§ THE TASK
Transcribe the entries below word for word, leaving out the pictures.

Location annotation dataset excerpts
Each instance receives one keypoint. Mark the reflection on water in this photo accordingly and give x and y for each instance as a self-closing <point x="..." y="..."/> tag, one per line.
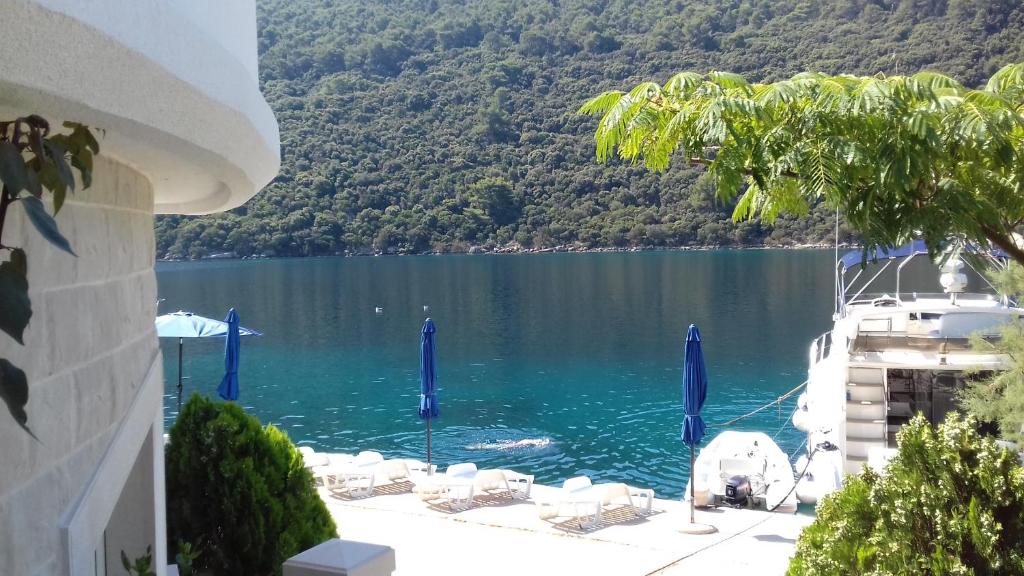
<point x="555" y="365"/>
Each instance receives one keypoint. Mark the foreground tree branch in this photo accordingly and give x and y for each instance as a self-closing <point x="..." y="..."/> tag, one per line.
<point x="901" y="156"/>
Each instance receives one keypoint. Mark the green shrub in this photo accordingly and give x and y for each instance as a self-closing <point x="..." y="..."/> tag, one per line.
<point x="241" y="489"/>
<point x="950" y="502"/>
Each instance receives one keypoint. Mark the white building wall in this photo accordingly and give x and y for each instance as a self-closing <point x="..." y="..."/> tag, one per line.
<point x="89" y="346"/>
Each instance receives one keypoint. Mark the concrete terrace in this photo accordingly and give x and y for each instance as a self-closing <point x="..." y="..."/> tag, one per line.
<point x="500" y="536"/>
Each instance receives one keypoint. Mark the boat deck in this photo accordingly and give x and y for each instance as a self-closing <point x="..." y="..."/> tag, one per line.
<point x="500" y="536"/>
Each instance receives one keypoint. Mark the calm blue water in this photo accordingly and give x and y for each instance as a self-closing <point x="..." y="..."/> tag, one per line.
<point x="584" y="351"/>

§ COMPLETE ANSWER
Each instance receives one keypoint. Mark the reflection on water in this photo accordingly and give x and y for each instance as a self-closing <point x="..." y="..."/> tag, one per line.
<point x="555" y="365"/>
Each instance receives one keypoint. Mark the foreground tree branch in this photo accordingly and give x and y for each instance as a self-closing <point x="..." y="..."/> tag, one per line.
<point x="901" y="156"/>
Each instance receives one keypoint. Mark the green shrub in this photo accordingly and give x and y for each instance as a self-closing <point x="..." y="..."/> tag, one per line.
<point x="241" y="489"/>
<point x="950" y="502"/>
Each instance receives one keypoint. Mark the white building wall in this photo accordingly and give x and y for each instance as a self-closing <point x="..." y="..."/> tag, one per line.
<point x="89" y="346"/>
Each instance receives one keypoint. Mark the concrete terrace in this photo accordingly and give x and y for each instance as a self-closing <point x="..." y="..."/> tag, one per line.
<point x="500" y="536"/>
Each instance receives one keypoint. Mark the boat deck in this photo accordingly and give x and y for each instance as a self-closing <point x="..." y="..."/> tag, one per line.
<point x="500" y="536"/>
Each instance receives one keypoint. Mark the calm blue water in this photo accordingly and give x and y for each instance as a self-closing <point x="..." y="..."/> tag, one per line.
<point x="584" y="351"/>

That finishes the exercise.